◆ **Selected passage**:
Research group at the University of Tokyo has successfully developed the world's smallest nanomagnet, a single-digit nanosize hard ferrite magnet composed of iron oxide. Being composed of iron and oxygen, the magnet is eco-friendly, low cost, and suitable for mass production. The magnet should find applications in high-density magnetic recording for the next generation of archive media.
Ferrite magnets made of iron oxide are widely used in permanent magnets, magnetic recording media, electromagnetic wave absorbing materials, and magnetic fluids. Ferrite magnets have found applications as magnetic recording media, but there is ever greater need to increase the storage density of such materials. One important challenge for increasing density is the development of nanometer-scale magnetic particles with a large coercivity (that is, resistance to change in magnetic state). Ferrite magnets have the chemical stability required at the nanometer scale, but since known materials cannot maintain magnetism as particle size is reduced, there were no hard ferrite magnets with a particle size of less than ten nanometers.

◆ **Directions**: Reproduce the nanomagnet passage word for word, beginning with "Research group at" and ending after "of archive media.".

◆ **Stored data**:
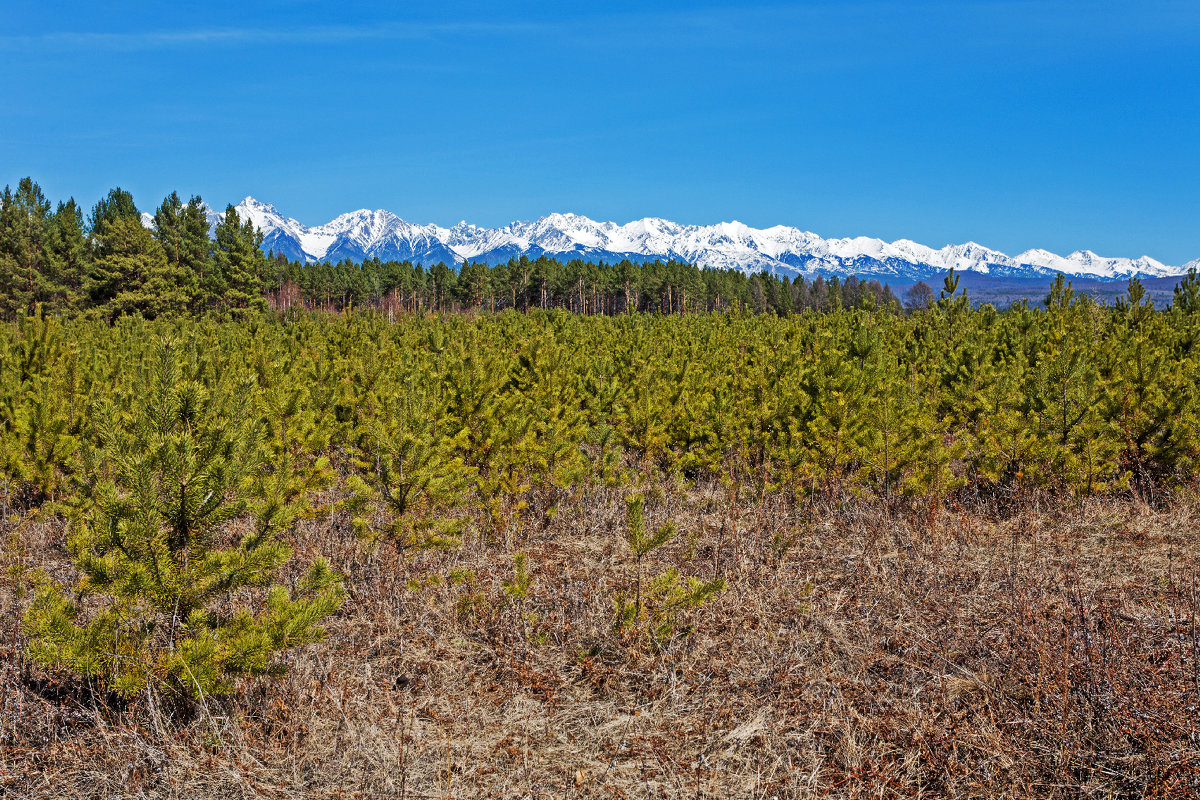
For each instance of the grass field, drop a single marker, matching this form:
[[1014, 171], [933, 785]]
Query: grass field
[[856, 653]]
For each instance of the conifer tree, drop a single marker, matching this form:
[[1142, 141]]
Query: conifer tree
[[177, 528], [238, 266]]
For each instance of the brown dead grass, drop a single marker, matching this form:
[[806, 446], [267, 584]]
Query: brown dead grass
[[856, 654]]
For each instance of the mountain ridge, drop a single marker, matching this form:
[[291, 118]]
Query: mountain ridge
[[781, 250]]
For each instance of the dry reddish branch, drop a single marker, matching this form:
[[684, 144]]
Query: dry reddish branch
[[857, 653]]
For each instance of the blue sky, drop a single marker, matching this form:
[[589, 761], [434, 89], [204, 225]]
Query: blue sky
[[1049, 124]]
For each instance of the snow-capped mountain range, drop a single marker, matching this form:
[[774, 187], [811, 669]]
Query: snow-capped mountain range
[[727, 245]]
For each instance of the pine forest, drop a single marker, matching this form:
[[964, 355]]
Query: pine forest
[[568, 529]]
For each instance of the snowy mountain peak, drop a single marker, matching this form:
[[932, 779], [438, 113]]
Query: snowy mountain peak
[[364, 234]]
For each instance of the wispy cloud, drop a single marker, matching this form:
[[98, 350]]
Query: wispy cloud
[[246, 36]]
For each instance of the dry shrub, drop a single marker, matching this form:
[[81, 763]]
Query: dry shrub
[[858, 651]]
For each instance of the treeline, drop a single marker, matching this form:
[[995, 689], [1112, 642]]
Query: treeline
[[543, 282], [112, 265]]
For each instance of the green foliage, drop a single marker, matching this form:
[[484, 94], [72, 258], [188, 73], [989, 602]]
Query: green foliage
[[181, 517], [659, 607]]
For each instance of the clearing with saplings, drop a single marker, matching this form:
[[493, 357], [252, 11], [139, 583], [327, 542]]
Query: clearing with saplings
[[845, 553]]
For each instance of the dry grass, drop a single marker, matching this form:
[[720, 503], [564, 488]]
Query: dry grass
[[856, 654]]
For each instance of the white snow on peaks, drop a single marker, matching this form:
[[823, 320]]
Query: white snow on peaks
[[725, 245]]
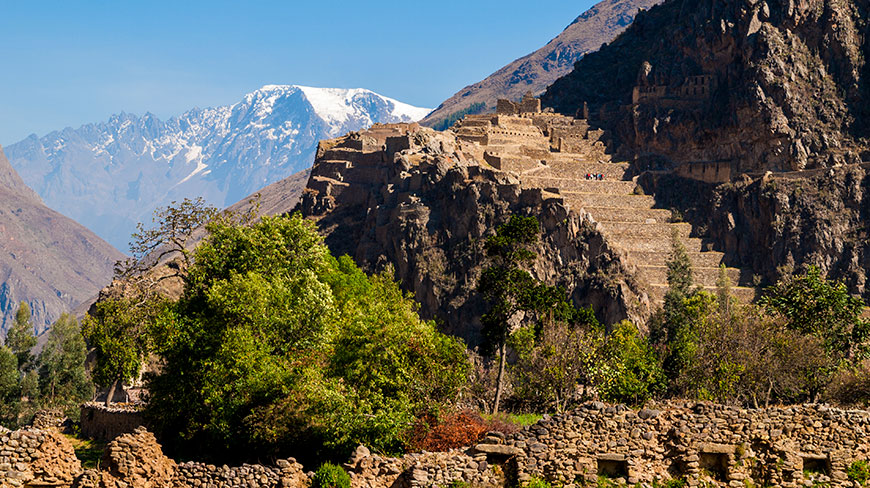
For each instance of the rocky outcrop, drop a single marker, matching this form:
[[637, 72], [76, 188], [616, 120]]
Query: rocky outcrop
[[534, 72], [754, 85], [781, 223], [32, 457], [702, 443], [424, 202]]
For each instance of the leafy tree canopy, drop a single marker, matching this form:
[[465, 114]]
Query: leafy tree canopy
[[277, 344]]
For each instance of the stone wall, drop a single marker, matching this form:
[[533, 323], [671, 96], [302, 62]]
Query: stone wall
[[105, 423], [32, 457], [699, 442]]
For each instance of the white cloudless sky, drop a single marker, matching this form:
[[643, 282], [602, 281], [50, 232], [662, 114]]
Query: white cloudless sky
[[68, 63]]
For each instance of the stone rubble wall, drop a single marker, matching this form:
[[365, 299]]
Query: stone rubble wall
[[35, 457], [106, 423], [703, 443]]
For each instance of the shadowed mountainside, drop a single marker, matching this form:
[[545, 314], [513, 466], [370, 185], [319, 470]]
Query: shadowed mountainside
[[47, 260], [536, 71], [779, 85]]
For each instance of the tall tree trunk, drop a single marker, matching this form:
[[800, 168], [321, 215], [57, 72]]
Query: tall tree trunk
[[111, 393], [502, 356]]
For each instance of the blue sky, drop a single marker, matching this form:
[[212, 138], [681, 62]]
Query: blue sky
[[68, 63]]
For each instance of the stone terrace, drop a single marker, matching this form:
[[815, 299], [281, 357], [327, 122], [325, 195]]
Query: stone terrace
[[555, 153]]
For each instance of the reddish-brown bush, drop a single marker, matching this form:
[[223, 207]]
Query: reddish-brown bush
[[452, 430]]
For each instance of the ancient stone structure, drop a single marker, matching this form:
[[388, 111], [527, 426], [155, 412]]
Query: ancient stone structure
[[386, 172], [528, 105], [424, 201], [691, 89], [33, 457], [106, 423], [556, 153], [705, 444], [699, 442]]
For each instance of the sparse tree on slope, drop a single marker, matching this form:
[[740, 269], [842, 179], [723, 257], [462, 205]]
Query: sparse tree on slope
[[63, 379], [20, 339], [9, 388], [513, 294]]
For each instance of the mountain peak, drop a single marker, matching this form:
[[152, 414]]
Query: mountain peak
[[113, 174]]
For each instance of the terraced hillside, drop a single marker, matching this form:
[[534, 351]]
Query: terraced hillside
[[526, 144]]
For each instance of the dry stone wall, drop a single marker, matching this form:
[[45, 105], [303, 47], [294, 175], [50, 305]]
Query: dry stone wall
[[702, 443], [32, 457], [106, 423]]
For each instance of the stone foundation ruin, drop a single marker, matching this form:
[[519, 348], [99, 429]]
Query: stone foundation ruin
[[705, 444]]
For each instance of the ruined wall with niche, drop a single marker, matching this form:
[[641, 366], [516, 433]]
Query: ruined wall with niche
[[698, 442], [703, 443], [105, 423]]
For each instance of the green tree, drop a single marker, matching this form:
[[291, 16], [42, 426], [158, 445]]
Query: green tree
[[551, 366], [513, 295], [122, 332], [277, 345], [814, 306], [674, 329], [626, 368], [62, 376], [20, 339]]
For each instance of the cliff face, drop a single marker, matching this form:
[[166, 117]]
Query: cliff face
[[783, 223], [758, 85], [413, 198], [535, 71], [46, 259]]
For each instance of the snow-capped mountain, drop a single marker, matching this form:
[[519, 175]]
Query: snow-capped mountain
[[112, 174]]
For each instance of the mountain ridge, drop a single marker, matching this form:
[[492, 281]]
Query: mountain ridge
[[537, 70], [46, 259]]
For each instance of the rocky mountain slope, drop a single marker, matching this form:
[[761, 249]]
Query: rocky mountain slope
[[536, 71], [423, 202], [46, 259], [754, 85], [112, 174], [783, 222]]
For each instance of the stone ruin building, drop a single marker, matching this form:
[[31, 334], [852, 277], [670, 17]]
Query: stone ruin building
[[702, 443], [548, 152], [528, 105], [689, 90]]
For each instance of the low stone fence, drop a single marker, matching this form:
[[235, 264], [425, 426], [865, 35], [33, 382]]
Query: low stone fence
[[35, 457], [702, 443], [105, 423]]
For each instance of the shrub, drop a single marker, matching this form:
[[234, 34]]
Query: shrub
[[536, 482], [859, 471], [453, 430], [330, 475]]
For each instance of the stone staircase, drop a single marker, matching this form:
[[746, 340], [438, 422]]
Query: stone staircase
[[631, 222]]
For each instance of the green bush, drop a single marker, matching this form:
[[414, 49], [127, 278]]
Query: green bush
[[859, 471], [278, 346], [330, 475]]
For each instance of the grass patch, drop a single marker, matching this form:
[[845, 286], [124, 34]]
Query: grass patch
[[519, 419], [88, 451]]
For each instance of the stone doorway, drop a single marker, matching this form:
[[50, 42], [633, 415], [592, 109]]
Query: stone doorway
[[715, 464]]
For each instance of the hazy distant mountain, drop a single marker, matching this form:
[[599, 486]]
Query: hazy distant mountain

◆ **Problem solution**:
Research group at the University of Tokyo has successfully developed the world's smallest nanomagnet, a single-digit nanosize hard ferrite magnet composed of iron oxide. Being composed of iron and oxygen, the magnet is eco-friendly, low cost, and suitable for mass production. The magnet should find applications in high-density magnetic recording for the next generation of archive media.